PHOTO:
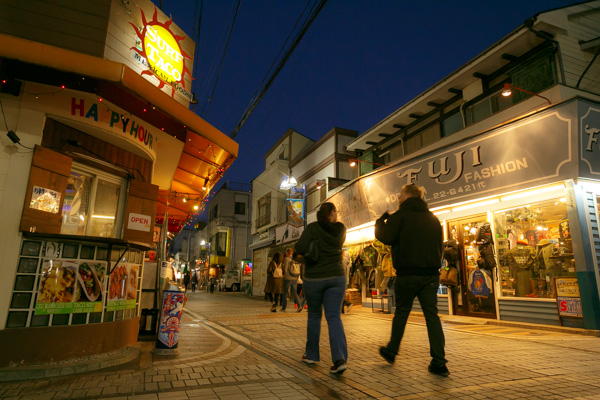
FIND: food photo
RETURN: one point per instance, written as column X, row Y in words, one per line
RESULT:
column 57, row 284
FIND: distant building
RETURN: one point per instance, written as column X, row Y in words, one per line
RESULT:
column 508, row 141
column 312, row 171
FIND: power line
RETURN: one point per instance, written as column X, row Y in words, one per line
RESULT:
column 224, row 54
column 280, row 66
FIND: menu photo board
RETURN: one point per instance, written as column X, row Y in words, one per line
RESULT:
column 122, row 287
column 70, row 287
column 568, row 298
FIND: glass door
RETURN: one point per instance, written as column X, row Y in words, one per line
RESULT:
column 474, row 295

══════

Brief -
Should a record include a picture, drop the picture and write out the remainder exactly.

Response area -
PHOTO:
FIND: food photo
RETURN: one point per instance, written as column X, row Y in words, one per line
RESULT:
column 57, row 284
FIND: distant building
RETURN: one point per instance, written as column X, row Y in words, one per line
RESULT:
column 508, row 141
column 312, row 171
FIND: power line
RETURN: one point per instance, written as column X, row Y in words, one per line
RESULT:
column 224, row 54
column 280, row 66
FIND: menu photo board
RETURN: one point per instance, written as column X, row Y in words, one per line
RESULT:
column 122, row 287
column 70, row 287
column 568, row 298
FIND: glass door
RETURN: one point per instance, written as column X, row Y in words, one per line
RESULT:
column 474, row 295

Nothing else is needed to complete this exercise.